* **INFORMATION SUPPLIED**:
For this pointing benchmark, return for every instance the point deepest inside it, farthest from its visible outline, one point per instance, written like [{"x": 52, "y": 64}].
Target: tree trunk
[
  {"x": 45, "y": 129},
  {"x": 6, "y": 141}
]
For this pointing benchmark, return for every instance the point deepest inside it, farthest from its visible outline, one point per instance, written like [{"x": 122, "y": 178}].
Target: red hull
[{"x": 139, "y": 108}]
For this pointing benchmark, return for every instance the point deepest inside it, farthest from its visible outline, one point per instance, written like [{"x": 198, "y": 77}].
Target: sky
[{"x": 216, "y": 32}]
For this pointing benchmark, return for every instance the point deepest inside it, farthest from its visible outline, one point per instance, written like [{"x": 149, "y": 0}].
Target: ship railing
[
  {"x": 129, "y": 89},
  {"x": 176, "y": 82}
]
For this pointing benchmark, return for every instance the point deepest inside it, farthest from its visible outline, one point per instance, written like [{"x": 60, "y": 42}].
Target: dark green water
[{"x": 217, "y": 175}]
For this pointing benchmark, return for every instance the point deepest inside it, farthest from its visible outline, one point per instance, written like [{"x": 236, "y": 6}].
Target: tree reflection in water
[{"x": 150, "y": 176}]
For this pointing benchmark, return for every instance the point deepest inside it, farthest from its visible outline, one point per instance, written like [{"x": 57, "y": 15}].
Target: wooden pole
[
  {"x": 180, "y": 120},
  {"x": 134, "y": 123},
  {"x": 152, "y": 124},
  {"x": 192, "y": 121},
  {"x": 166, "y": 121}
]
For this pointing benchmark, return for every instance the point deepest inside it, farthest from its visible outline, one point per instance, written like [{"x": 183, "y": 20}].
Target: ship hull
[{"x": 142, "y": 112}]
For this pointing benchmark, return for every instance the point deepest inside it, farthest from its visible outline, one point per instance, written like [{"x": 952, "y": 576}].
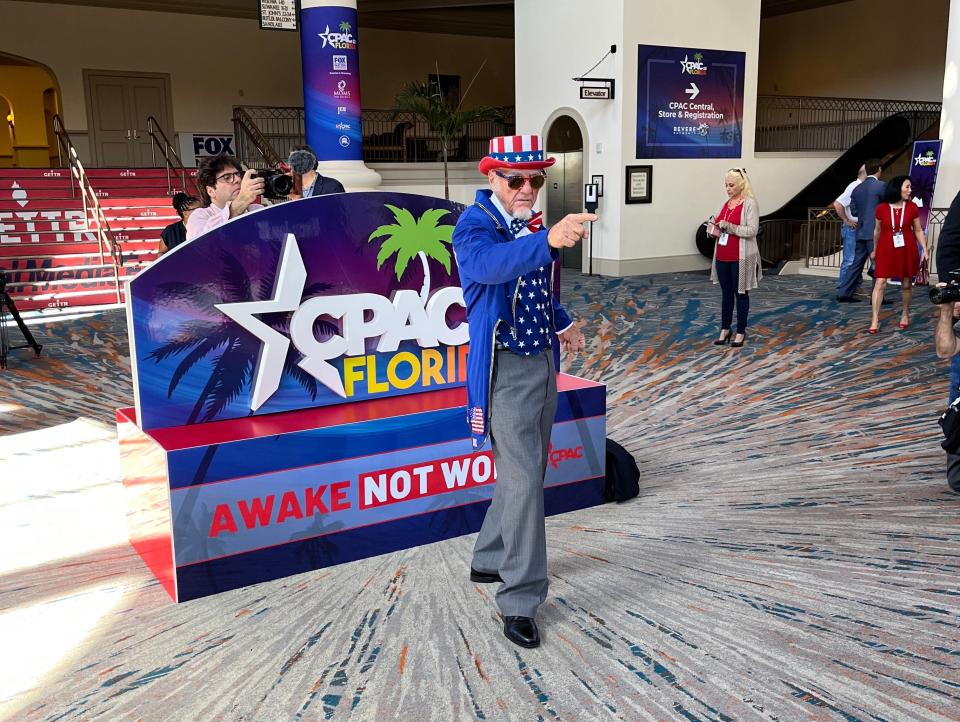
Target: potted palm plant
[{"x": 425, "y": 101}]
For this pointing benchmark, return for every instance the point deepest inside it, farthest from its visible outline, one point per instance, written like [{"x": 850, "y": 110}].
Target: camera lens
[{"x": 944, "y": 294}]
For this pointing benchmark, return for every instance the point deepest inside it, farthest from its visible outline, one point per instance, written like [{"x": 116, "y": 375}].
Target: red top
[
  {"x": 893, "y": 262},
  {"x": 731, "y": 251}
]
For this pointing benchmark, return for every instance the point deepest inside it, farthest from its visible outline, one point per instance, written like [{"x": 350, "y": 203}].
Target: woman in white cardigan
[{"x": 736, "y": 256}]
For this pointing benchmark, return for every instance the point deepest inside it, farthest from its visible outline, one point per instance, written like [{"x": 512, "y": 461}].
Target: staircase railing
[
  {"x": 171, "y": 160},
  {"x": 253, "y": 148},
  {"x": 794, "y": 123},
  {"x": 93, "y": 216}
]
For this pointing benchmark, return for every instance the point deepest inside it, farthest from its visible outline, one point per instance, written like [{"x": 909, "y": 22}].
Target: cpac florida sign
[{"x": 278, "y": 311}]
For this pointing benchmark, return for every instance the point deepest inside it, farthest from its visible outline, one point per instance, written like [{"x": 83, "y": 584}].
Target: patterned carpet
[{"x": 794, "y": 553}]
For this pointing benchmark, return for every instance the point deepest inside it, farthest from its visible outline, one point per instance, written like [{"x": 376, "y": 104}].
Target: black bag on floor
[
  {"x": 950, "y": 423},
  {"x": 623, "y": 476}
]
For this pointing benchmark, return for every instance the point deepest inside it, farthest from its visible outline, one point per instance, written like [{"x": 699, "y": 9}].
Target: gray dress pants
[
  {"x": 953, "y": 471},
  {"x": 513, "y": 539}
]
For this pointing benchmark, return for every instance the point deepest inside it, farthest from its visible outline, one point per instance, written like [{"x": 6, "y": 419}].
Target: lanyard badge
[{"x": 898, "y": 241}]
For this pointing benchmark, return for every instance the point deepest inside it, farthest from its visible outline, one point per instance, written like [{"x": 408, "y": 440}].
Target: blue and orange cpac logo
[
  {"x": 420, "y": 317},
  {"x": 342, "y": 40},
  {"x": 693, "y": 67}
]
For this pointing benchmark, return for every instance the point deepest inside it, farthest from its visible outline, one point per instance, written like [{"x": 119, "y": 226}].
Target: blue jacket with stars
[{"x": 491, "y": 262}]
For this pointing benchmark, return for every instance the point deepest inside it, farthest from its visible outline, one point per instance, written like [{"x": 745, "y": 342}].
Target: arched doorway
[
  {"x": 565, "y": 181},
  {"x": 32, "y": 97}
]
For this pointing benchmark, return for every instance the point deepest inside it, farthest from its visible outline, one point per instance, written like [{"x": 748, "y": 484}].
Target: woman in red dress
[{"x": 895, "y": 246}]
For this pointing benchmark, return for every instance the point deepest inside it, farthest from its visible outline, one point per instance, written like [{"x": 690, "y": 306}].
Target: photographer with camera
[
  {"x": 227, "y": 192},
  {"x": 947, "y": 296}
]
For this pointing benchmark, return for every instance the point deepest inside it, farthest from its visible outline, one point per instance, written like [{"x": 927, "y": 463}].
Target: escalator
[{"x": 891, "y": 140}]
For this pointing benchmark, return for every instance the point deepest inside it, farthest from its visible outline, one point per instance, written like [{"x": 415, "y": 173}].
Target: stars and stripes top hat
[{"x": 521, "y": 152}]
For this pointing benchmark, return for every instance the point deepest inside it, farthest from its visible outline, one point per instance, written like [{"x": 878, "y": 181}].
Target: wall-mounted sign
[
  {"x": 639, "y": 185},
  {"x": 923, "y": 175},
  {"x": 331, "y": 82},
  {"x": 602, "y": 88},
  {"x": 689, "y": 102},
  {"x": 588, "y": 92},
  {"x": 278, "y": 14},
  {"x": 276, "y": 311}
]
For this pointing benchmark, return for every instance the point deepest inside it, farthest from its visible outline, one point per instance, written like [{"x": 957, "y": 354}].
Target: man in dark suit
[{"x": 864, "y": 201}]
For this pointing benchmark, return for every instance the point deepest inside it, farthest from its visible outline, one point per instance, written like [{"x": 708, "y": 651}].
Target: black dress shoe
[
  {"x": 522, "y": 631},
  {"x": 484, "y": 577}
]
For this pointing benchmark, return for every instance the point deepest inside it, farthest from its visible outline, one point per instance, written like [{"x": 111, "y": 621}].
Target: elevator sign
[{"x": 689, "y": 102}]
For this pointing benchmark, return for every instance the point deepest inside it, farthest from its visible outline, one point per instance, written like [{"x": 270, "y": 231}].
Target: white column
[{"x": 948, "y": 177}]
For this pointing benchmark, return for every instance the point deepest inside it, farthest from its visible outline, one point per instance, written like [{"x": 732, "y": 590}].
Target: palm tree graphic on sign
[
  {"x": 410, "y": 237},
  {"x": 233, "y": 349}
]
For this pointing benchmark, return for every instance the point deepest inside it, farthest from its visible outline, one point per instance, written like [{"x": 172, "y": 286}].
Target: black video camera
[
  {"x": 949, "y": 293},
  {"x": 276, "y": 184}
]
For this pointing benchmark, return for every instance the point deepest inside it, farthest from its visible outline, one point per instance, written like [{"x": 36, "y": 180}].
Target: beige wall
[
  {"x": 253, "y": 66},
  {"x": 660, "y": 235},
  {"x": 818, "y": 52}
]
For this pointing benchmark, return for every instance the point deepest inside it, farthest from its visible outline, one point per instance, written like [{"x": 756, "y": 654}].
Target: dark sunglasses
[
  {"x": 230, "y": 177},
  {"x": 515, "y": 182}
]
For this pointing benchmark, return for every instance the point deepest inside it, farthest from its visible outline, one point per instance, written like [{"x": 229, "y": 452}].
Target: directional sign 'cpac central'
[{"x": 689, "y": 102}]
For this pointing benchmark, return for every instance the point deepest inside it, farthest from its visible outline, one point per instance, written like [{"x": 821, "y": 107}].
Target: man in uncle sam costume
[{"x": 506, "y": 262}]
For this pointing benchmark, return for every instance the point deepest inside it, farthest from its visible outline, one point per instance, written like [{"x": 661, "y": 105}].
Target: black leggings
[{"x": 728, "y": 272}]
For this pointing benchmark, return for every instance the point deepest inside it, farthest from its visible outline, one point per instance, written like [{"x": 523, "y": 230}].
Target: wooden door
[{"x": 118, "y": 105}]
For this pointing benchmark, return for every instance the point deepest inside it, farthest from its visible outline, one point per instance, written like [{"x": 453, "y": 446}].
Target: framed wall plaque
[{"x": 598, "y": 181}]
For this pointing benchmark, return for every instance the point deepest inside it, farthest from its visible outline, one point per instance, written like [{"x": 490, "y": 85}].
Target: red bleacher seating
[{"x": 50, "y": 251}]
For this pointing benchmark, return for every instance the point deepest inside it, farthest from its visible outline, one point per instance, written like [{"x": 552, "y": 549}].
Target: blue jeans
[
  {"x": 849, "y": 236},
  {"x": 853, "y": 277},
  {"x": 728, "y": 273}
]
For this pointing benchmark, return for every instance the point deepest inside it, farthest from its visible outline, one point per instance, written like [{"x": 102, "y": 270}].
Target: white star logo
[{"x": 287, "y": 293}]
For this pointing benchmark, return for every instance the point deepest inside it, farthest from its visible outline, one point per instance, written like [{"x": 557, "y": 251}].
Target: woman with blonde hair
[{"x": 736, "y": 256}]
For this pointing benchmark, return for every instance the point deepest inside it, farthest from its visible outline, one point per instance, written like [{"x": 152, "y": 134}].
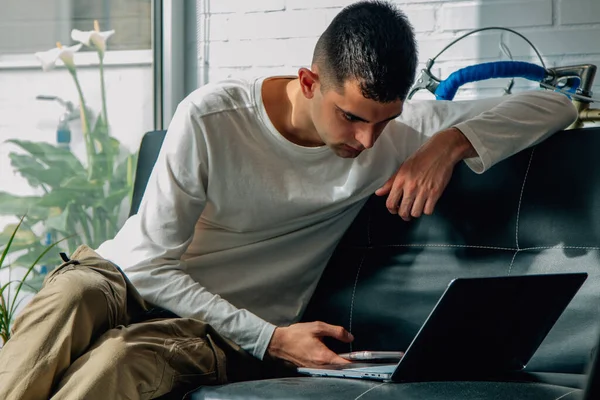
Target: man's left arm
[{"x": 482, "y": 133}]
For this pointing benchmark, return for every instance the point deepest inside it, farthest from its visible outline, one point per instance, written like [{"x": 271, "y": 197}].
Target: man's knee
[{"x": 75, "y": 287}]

* **WHAT TO PRODUCE**: Gather every line in the entries above that contains the word "dress", and copy each one in full.

* **THE ANSWER**:
Target: gray dress pants
Target: woman in red dress
Target: black dress shoe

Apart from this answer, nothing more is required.